### Extrait du texte
__________
Diagnostic au bout d’un an seulement
Qu’a-t-elle tenté pour se remettre sur les rails? Tout, éructe-t-elle. «J’ai essayé de retrouver la forme en faisant du sport. Mais à chaque fois que je pédalais ne serait-ce qu’un quart d’heure sur un vélo elliptique, je me sentais mal pendant deux jours.» Et les symptômes devenaient alors plus violents, poursuit-elle. Plus elle luttait, plus son corps se rebiffait et réclamait du repos.
A-t-elle consulté? Oui. Mais cela n’aurait servi à rien. «Mon médecin ne m’a pas vraiment prise au sérieux, explique la Bâloise. Les deux premiers neurologues n’ont rien constaté non plus. Et un cardiologue a examiné mon cœur, qui ne montrait aucun signe de fatigue.» Ce n’est qu’un an après la maladie que le diagnostic a été posé: EM/SFC, ou syndrome de fatigue chronique. Or, ce mal peut bien faire son apparition après une infection au Covid-19.
__________
(Enregistrements issus d’un jeu de données)
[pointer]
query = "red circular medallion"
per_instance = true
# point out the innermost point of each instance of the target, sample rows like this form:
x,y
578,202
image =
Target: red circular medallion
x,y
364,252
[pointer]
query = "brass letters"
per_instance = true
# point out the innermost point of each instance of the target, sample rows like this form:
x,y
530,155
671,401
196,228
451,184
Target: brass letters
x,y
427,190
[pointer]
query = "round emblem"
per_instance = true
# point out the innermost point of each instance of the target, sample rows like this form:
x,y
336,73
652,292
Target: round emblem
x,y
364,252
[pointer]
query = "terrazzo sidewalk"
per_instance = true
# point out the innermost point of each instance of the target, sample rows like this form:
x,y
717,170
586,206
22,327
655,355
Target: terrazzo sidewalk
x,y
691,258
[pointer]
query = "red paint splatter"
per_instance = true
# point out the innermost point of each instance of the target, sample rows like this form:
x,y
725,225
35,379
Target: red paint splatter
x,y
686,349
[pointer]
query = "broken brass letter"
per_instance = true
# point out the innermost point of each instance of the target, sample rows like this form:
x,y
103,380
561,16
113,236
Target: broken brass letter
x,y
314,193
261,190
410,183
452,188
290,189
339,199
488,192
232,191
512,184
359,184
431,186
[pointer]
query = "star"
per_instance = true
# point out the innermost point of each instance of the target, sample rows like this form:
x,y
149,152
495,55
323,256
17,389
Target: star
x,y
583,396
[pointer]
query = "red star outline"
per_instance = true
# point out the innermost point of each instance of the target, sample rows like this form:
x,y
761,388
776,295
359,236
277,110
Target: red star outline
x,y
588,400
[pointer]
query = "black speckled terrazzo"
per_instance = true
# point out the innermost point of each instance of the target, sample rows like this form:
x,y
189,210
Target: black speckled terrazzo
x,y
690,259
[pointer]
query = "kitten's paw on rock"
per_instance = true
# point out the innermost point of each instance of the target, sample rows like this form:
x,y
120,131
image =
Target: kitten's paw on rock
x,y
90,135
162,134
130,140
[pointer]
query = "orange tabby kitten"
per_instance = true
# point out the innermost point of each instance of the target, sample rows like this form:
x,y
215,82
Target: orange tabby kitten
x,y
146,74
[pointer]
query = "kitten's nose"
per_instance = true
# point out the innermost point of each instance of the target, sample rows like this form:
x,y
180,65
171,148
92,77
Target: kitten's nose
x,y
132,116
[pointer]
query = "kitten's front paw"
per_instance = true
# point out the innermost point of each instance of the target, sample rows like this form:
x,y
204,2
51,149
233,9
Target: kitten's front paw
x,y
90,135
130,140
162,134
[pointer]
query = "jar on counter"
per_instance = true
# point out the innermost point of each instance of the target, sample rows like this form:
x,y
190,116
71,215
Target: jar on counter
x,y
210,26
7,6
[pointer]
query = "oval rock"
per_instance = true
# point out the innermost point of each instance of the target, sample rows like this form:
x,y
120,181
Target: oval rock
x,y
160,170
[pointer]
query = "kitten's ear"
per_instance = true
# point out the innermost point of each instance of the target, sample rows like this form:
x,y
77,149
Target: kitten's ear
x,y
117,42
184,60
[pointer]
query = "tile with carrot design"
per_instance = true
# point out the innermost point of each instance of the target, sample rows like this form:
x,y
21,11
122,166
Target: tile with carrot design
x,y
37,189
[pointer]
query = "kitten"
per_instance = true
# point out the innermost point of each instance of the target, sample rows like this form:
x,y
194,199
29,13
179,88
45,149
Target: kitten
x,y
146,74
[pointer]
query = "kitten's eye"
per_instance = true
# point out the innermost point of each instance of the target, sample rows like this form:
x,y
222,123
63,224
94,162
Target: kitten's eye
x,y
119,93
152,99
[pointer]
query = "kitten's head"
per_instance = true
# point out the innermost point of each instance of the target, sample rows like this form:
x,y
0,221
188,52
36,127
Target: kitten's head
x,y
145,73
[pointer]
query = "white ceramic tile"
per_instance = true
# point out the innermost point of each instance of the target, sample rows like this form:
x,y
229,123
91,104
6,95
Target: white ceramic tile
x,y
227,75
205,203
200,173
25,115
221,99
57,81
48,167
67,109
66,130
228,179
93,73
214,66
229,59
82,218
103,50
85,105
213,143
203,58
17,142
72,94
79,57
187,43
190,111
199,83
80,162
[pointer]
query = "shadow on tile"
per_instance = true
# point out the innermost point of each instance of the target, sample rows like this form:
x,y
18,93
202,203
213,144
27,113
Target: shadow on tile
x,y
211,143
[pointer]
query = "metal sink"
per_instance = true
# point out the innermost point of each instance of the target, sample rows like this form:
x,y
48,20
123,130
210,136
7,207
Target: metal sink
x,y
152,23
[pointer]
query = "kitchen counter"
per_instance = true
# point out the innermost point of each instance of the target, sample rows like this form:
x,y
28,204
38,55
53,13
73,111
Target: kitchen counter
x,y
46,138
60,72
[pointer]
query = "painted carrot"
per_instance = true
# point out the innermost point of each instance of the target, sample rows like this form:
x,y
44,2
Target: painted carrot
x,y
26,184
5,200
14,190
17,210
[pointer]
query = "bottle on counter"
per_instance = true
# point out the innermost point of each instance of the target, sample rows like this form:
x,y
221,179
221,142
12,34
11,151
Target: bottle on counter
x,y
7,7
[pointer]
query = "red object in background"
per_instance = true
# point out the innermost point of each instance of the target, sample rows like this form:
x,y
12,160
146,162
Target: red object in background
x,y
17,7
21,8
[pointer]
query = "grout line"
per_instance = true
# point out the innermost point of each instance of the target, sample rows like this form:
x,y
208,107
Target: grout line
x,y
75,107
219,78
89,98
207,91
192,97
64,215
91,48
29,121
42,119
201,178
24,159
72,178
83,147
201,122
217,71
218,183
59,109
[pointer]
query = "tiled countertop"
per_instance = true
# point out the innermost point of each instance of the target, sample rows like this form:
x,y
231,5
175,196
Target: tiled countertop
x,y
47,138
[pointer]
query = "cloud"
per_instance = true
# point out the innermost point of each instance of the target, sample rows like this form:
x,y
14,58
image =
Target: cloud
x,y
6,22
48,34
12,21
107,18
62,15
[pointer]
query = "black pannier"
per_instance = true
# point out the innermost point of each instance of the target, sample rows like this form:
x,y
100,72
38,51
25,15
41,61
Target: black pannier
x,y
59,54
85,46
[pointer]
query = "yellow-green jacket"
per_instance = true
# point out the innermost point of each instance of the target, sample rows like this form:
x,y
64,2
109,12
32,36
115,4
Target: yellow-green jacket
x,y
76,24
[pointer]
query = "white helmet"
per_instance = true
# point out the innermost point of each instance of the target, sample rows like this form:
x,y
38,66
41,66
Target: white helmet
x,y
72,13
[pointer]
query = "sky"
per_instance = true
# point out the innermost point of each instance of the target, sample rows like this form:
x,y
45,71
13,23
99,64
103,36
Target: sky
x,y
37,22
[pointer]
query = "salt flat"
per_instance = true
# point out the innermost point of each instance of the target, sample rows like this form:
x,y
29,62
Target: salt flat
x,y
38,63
__________
### Consigne 1
Les affirmations (a), (b) et (c) concordent-elles avec l’extrait sur le syndrome de fatigue chronique ? Pour chacune, répondez par oui ou non et citez mot pour mot les mots décisifs de l’extrait.
(a) Le premier neurologue consulté a posé le diagnostic.
(b) Le diagnostic a été posé un an après la maladie.
(c) Un quart d’heure de vélo elliptique suffisait à la rendre malade pendant deux jours.
### Consigne 2
Rédigez la suite de l’extrait sur le syndrome de fatigue chronique, en commençant après sa dernière phrase.

### Réponse rédigée 1
(a) Non : « Les deux premiers neurologues n’ont rien constaté non plus. »
(b) Oui : « Ce n’est qu’un an après la maladie que le diagnostic a été posé ».
(c) Oui : « à chaque fois que je pédalais ne serait-ce qu’un quart d’heure sur un vélo elliptique, je me sentais mal pendant deux jours. »

### Réponse rédigée 2
Sur le Covid long
17 millions de personnes touchées dans le monde
Mais Daniela Caviglia ne serait pas seule face à son diagnostic. La taskforce Covid a estimé en février 2022 que jusqu’à 20% des personnes atteintes de Covid-19 auraient souffert par la suite de problèmes de santé aggravés. Selon l’association Long Covid Suisse, aucune donnée statistique sur ce mal n’a été collectée en Suisse.
À partir de quand parle-t-on de syndrome de fatigue chronique? Maja Strasser, spécialiste en neurologie dans son cabinet à Soleure, nous éclaire: «Si le Covid long est particulièrement fort et chronique, on parle d'EM/SFC.» Quels en sont les symptômes? Ils sont multiples. «De nombreuses personnes gravement atteintes par ce mal présentent une hypersensibilité extrême aux stimuli. On note aussi une combinaison d’un épuisement pathologique et d’une intolérance à l’effort. Dans ce dernier cas, mieux vaut ne pas trop forcer: le risque d’un malaise post-exercice existe.» La qualité de vie des patients serait fortement altérée, et l’acceptation par l’entourage de cette maladie invisible très peu existante. Voire inexistante.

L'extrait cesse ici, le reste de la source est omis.